* _PAGE EXTRACT_
Latin Fury 14
- Date: May 8, 2010
- Venue: Plaza de Toros Monumental de Aguascalientes, Aguascalientes, Aguascalientes, Mexico
- Title(s) on the line: vacant WBC International light middleweight title

Tale of the tape
- Boxer: Antonio Margarito / Roberto García
- Nickname: "Tornado de Tijuana" / "La Amenaza"
- Hometown: Torrance, California, U.S. / Reynosa, Tamaulipas, Mexico
- Pre-fight record: 37–6–1 (27 KO) / 28–2–1 (21 KO)
- Age: 32 years, 1 month / 30 years, 1 month
- Height: 5 ft 11 in (180 cm) / 5 ft 10 in (178 cm)
- Weight: 154 lb (70 kg) / 153 lb (69 kg)
- Style: Orthodox / Orthodox
- Recognition: WBC No. 2 Ranked Light Middleweight 3-division world champion / Former IBA Continental Americas welterweight champion

Result
- Margarito defeats García by unanimous decision

= Antonio Margarito vs. Roberto García =

Boxing match

Antonio Margarito vs. Roberto García, billed as Latin Fury 14, was a professional boxing match contested on May 8, 2010, for the WBC International light middleweight championship.

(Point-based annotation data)
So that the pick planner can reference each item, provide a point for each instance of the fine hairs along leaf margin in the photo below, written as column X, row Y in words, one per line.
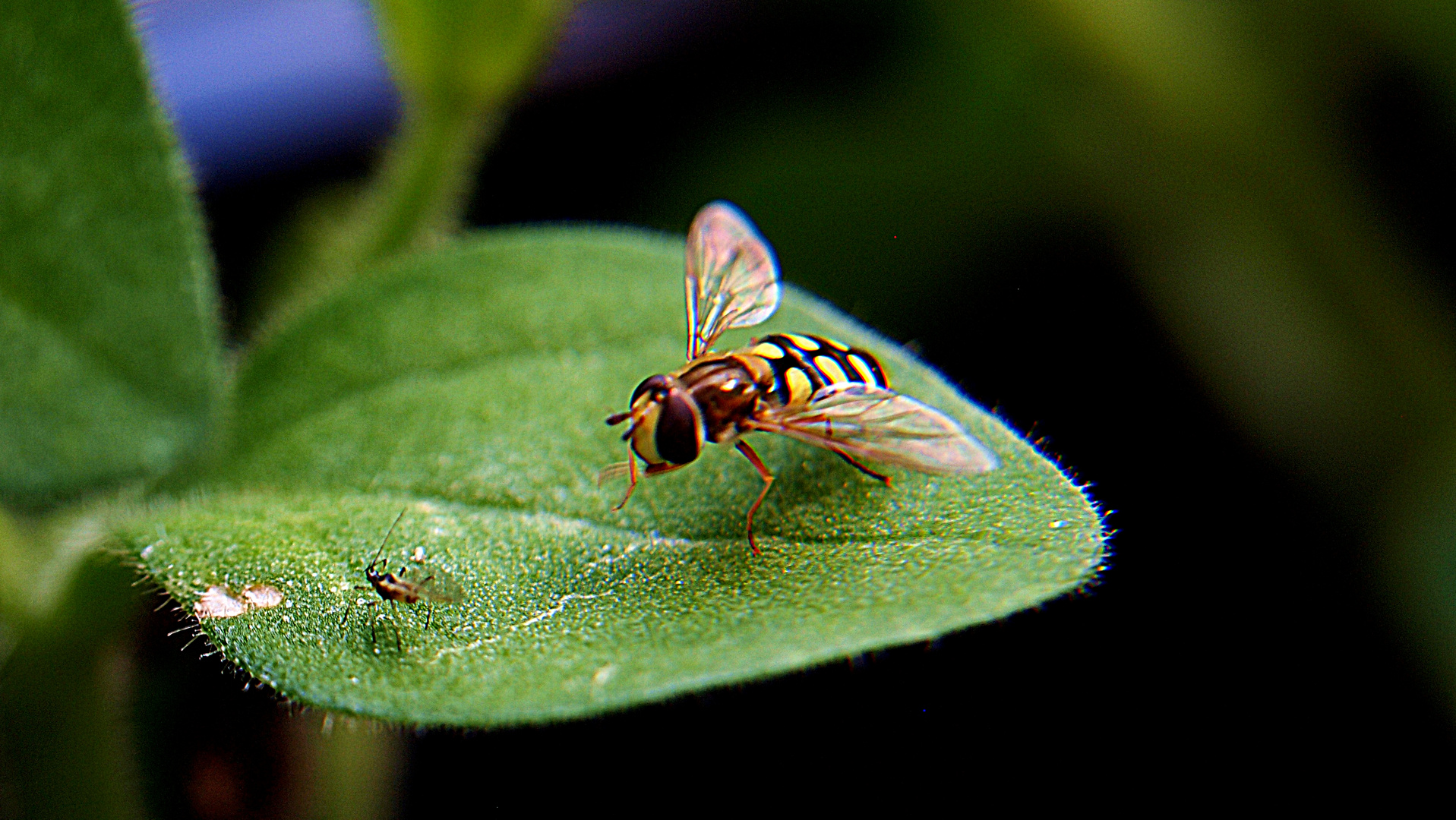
column 468, row 388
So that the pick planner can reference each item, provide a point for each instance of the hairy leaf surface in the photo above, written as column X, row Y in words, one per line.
column 468, row 388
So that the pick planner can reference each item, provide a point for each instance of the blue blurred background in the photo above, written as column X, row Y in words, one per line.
column 1145, row 233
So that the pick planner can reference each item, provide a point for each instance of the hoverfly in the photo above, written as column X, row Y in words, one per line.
column 395, row 588
column 808, row 388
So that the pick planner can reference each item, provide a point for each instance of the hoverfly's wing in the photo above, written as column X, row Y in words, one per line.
column 733, row 280
column 881, row 426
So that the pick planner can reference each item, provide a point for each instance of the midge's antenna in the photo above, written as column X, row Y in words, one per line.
column 386, row 538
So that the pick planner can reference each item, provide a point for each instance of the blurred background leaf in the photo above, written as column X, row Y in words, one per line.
column 109, row 352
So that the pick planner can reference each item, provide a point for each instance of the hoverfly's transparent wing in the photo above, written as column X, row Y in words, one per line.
column 733, row 280
column 881, row 426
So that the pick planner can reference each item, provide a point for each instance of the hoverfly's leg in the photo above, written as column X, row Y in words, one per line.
column 768, row 481
column 631, row 481
column 861, row 468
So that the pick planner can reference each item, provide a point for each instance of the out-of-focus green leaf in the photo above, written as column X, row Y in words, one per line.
column 459, row 65
column 65, row 702
column 468, row 388
column 109, row 356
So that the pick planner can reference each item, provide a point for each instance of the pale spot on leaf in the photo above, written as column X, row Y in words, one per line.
column 216, row 602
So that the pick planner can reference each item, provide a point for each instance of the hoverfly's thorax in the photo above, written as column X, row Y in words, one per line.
column 725, row 391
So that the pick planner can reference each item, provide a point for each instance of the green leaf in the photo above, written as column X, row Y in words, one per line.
column 468, row 388
column 109, row 355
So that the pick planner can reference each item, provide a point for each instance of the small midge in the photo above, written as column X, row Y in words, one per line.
column 862, row 367
column 833, row 374
column 800, row 385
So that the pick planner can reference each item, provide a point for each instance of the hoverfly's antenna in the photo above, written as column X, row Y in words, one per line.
column 386, row 538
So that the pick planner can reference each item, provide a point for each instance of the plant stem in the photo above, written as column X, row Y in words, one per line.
column 421, row 190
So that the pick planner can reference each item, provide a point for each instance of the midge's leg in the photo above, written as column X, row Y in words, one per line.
column 862, row 468
column 400, row 644
column 768, row 481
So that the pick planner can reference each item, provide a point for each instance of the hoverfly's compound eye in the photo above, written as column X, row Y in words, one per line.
column 654, row 385
column 679, row 428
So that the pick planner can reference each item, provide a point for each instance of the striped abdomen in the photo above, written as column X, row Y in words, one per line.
column 804, row 364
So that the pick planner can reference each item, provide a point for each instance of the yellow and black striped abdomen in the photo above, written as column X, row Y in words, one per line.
column 804, row 363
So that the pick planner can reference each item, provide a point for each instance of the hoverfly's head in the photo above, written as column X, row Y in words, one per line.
column 667, row 426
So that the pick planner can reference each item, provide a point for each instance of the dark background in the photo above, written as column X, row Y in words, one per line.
column 1236, row 626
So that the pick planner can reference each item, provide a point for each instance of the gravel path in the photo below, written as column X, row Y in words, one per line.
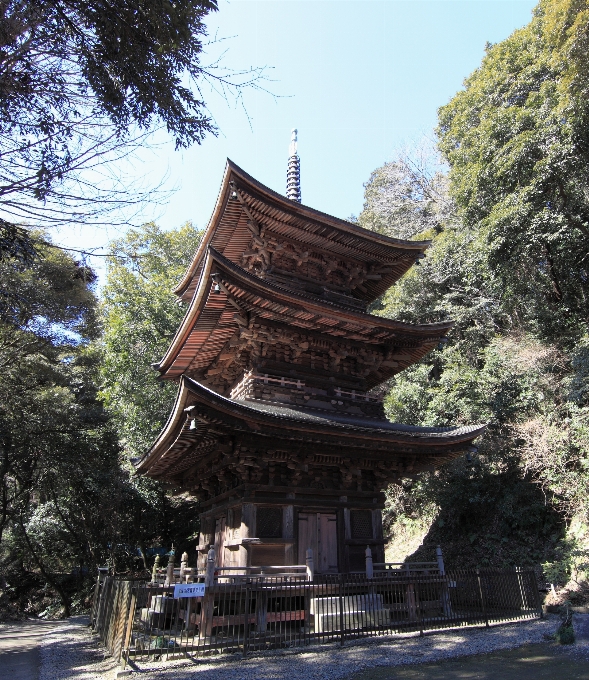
column 19, row 648
column 70, row 651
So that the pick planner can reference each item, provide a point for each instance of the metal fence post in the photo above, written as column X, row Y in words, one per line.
column 440, row 560
column 482, row 599
column 369, row 565
column 246, row 628
column 310, row 567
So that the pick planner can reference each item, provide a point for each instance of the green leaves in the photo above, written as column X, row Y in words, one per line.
column 140, row 317
column 516, row 142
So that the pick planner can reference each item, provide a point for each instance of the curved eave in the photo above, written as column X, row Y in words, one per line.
column 234, row 173
column 264, row 289
column 311, row 425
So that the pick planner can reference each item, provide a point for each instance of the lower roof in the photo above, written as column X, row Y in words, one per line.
column 274, row 423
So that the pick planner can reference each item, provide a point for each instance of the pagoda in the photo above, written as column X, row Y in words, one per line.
column 277, row 427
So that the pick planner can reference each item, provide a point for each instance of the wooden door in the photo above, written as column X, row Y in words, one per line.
column 318, row 531
column 327, row 543
column 220, row 529
column 307, row 535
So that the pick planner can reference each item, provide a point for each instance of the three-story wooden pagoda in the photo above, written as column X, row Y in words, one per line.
column 275, row 428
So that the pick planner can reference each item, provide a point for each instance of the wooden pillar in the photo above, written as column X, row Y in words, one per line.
column 288, row 534
column 378, row 534
column 248, row 518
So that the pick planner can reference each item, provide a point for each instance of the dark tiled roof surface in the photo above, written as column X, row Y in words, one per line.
column 368, row 425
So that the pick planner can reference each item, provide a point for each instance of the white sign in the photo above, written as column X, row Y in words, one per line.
column 189, row 590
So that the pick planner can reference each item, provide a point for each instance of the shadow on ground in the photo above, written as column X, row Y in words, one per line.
column 531, row 662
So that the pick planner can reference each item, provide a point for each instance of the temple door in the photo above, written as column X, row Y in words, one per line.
column 220, row 528
column 318, row 531
column 327, row 543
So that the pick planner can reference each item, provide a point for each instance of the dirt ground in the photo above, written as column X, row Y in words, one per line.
column 532, row 662
column 19, row 649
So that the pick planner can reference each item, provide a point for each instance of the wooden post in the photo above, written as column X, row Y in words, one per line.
column 208, row 602
column 183, row 566
column 261, row 610
column 288, row 534
column 210, row 569
column 170, row 569
column 310, row 567
column 156, row 566
column 369, row 566
column 440, row 559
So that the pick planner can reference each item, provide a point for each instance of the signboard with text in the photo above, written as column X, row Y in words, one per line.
column 189, row 590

* _EXERCISE_
In the boxing match text above, by what method did Margarito defeat García?

* _EXERCISE SOLUTION_
By unanimous decision.